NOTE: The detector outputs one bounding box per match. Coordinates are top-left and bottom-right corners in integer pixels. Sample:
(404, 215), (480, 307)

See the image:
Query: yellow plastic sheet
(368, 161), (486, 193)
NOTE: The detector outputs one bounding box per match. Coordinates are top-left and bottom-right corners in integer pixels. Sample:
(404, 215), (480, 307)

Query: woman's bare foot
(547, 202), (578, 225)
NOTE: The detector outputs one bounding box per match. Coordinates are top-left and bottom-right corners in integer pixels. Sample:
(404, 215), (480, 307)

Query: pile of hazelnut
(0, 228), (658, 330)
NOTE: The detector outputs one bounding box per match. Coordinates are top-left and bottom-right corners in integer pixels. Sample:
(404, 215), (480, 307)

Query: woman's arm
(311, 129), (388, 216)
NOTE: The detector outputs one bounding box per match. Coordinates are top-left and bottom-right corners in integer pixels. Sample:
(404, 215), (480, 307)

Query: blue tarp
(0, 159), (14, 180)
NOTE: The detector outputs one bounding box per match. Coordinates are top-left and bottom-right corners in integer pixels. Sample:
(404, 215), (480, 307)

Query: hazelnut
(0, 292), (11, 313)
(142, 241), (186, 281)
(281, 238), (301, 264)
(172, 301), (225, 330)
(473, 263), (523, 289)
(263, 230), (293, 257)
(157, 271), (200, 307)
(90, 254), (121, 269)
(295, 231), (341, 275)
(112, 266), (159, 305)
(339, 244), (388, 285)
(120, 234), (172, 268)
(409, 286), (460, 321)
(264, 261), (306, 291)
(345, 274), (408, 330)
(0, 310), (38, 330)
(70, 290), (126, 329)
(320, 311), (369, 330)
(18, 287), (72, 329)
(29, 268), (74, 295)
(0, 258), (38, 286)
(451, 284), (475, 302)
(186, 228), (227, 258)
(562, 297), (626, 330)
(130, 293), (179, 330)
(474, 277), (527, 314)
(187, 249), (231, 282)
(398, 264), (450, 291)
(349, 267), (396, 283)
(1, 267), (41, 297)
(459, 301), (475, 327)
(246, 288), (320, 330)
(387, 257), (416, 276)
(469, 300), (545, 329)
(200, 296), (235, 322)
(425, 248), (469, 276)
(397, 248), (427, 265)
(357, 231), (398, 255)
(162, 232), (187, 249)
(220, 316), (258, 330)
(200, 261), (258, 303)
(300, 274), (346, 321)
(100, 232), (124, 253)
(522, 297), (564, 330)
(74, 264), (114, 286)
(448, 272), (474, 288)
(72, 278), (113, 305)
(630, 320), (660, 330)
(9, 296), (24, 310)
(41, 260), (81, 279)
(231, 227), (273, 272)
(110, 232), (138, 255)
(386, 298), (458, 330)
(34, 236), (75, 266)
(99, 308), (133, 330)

..........

■ WHAT TO DO ■
Reproduce each record shown above without altering a single word.

■ TASK OUTPUT ■
NOTE: The detector outputs one bounding box per match. Coordinates are top-left and bottom-right corners in integer pixels. Sample:
(404, 215), (480, 307)

See the image:
Query: yellow plastic sheet
(368, 161), (486, 193)
NOTE: The detector outputs one bounding box per match. Coordinates are top-left and bottom-right corners in integer pixels. Sample:
(404, 215), (480, 307)

Query: woman's bare foot
(547, 202), (578, 225)
NOTE: The detector outputs one bounding box per match. Coordinates are top-left and bottom-right corners in integer pixels. Sample:
(404, 215), (480, 307)

Query: pile of hazelnut
(0, 228), (658, 330)
NOTE: The detector outputs one bounding box per match. Coordinates are top-left and bottom-right corners in integer pixels. Sample:
(404, 215), (480, 307)

Query: woman's arm
(311, 129), (388, 216)
NOTE: The detector outputs one bounding box per match. Coordinates are top-left and bottom-right corners in integer pixels. Sample:
(404, 215), (480, 307)

Query: blue tarp
(0, 159), (14, 180)
NOTE: The detector outputs one bounding box per match. Coordinates are top-left and bottom-right corners in integer pixels. Sample:
(404, 215), (480, 307)

Query: hazelnut
(0, 292), (11, 313)
(142, 241), (186, 281)
(281, 238), (301, 264)
(172, 301), (225, 330)
(473, 263), (523, 289)
(263, 230), (293, 257)
(157, 271), (200, 307)
(90, 254), (121, 269)
(295, 231), (341, 275)
(112, 266), (159, 305)
(339, 244), (388, 285)
(120, 234), (172, 268)
(409, 286), (460, 321)
(264, 261), (306, 291)
(345, 274), (408, 330)
(0, 310), (38, 330)
(70, 290), (126, 329)
(320, 311), (369, 330)
(18, 287), (72, 329)
(29, 268), (74, 295)
(0, 258), (38, 286)
(451, 284), (475, 302)
(186, 228), (227, 258)
(562, 297), (626, 330)
(130, 293), (179, 330)
(474, 277), (527, 314)
(187, 249), (231, 282)
(398, 264), (450, 291)
(349, 267), (396, 283)
(1, 267), (41, 297)
(459, 301), (475, 327)
(246, 288), (320, 330)
(387, 257), (416, 276)
(469, 300), (545, 329)
(200, 296), (235, 322)
(425, 248), (469, 276)
(397, 248), (427, 265)
(357, 231), (398, 255)
(162, 232), (187, 249)
(220, 316), (258, 330)
(200, 261), (258, 303)
(300, 274), (346, 321)
(100, 232), (124, 253)
(522, 297), (564, 330)
(74, 264), (114, 286)
(448, 272), (474, 288)
(72, 278), (113, 305)
(630, 320), (660, 330)
(9, 296), (24, 310)
(41, 260), (81, 279)
(231, 227), (273, 272)
(110, 232), (138, 255)
(386, 298), (458, 330)
(34, 236), (75, 266)
(99, 308), (133, 330)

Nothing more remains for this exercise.